▶ [Work instructions]:
According to the article on Dang Roadhouse's closing, what building housed the Seaford restaurant?

Dang Roadhouse closes in Seaford

The barbecue plate served with a quarter rack of ribs, sliced brisket, mac & cheese, barbecue chili and a corn muffin at Dang Roadhouse in Seaford. Credit: Yvonne Albinowski
It’s the end of the road for Dang Roadhouse in Seaford. The 6-year-old barbecue specialist, housed in the old Seaford Palace Diner, served its last rack of ribs on Feb. 28.
Owner Anthony Mastrantonio said the location had proved "too big for the amount of business it was doing," and that he and his landlord were looking for a replacement concept.
The Dang brand debuted in 2017 when Dang BBQ opened in Islip. Two years later, Mastrantonio launched a truck that catered private events and appeared at street fairs and ballgames. (He added a second truck in 2021.)
After the success of Islip, Mastrantonio looked for a second brick-and-mortar spot and was drawn to the gleaming hulk that was the vacant Seaford diner on Merrick Road. "I looked at all that chrome and it made me think of sock hops, soda shops — just the kind of nostalgia I wanted for my restaurant."
Dang BBQ opened in Seaford 2020 and, except for the new sign, the building’s exterior remained untouched. But, inside, reclaimed wood and corrugated metal did a fine job of transforming the dining room into a rollicking modern, country-style roadhouse that gradually expanded on the barbecue menu with Southern specialties as well as panini, salads and bowls and a milkshake bar. In 2024, he renamed the place Dang Roadhouse.

Dang BBQ, of Islip, took over the old Seaford Palace Diner and rebranded it as Dang Roadhouse. Credit: Newsday/Erica Marcus
Still, Seaford never fulfilled the hopes Mastrantonio had for it when he opened, six weeks before the pandemic turned the restaurant world upside down. Early in 2025, Mastrantonio decided to consolidate his business and announced the closure the original Islip location. "Our dine-in never fully recovered from the pandemic," he told Newsday at the time, "and, since then, alcohol sales — which are supposed to help carry you — have been down too."

▶ [Given records]:
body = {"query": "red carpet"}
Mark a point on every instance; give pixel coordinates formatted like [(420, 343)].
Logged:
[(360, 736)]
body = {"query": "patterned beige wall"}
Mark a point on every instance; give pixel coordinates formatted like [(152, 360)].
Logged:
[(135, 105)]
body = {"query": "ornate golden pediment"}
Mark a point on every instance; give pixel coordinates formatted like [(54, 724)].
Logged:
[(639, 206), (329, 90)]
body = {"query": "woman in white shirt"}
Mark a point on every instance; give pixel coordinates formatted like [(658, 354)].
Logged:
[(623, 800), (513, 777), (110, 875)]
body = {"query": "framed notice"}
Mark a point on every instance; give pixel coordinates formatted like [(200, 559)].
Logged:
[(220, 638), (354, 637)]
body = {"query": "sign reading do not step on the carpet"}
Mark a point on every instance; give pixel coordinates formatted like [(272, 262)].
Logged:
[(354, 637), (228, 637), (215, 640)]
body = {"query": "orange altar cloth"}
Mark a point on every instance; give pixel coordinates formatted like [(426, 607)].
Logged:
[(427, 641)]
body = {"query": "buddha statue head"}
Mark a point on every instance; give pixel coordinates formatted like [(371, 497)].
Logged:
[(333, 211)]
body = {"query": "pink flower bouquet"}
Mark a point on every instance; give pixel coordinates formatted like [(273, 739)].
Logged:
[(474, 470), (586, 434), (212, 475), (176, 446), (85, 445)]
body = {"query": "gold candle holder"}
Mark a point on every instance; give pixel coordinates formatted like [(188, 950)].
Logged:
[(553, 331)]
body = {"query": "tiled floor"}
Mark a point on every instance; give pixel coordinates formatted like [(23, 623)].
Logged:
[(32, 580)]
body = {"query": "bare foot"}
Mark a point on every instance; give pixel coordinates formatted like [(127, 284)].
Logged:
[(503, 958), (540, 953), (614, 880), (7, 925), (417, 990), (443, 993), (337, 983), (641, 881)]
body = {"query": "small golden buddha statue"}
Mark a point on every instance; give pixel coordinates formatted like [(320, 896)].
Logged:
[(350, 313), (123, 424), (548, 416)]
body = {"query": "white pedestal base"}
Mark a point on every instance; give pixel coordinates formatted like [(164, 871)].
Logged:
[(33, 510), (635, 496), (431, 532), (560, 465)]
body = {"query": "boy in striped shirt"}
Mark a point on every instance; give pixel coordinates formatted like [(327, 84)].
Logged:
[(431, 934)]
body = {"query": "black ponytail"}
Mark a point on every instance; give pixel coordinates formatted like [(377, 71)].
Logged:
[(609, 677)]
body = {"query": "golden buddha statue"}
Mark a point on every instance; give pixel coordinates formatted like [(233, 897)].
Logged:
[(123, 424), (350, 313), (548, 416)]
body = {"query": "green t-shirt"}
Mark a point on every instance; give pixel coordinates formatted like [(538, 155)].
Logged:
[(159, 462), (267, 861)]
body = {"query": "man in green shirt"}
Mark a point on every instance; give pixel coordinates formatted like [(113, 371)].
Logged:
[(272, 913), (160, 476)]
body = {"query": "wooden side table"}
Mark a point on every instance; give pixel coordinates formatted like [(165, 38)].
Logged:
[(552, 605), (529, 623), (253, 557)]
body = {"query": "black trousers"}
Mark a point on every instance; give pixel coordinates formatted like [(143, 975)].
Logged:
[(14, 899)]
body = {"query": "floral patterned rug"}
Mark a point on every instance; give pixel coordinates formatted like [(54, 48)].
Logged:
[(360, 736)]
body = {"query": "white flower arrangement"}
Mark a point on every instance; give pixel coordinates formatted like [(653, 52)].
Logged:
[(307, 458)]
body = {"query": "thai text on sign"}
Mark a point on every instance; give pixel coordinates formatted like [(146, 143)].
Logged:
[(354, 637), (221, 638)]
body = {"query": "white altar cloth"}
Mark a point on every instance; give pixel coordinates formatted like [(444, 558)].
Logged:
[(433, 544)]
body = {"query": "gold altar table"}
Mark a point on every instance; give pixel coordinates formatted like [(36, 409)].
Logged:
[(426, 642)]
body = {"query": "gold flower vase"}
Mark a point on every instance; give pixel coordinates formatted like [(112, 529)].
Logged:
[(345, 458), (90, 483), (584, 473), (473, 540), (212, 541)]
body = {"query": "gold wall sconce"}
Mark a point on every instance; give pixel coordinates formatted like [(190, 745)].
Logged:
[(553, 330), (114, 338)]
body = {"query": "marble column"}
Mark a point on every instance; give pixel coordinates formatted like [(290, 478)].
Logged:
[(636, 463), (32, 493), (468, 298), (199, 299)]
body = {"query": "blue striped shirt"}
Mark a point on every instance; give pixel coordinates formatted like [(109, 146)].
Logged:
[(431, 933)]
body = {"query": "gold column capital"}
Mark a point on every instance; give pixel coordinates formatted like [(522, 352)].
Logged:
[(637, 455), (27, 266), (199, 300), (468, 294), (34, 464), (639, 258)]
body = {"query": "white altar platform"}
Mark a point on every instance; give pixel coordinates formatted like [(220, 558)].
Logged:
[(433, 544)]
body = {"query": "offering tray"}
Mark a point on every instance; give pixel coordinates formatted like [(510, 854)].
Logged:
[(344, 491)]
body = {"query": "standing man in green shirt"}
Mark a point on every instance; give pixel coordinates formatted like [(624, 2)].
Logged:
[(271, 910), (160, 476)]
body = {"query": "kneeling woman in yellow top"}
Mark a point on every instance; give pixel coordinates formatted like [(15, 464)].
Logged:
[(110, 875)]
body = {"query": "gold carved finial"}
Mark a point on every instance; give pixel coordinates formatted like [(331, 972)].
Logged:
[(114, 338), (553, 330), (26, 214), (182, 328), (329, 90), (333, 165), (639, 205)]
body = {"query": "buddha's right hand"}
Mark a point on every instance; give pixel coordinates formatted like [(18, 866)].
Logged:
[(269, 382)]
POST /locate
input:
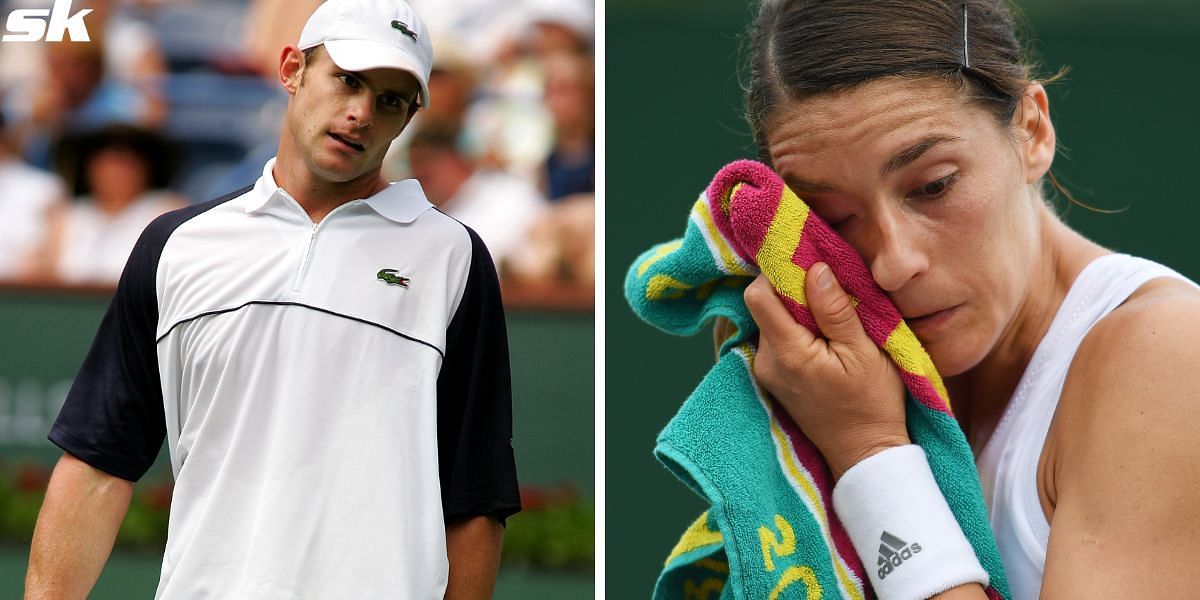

▶ [Solved exercise]:
The old Seaford Palace Diner on Merrick Road.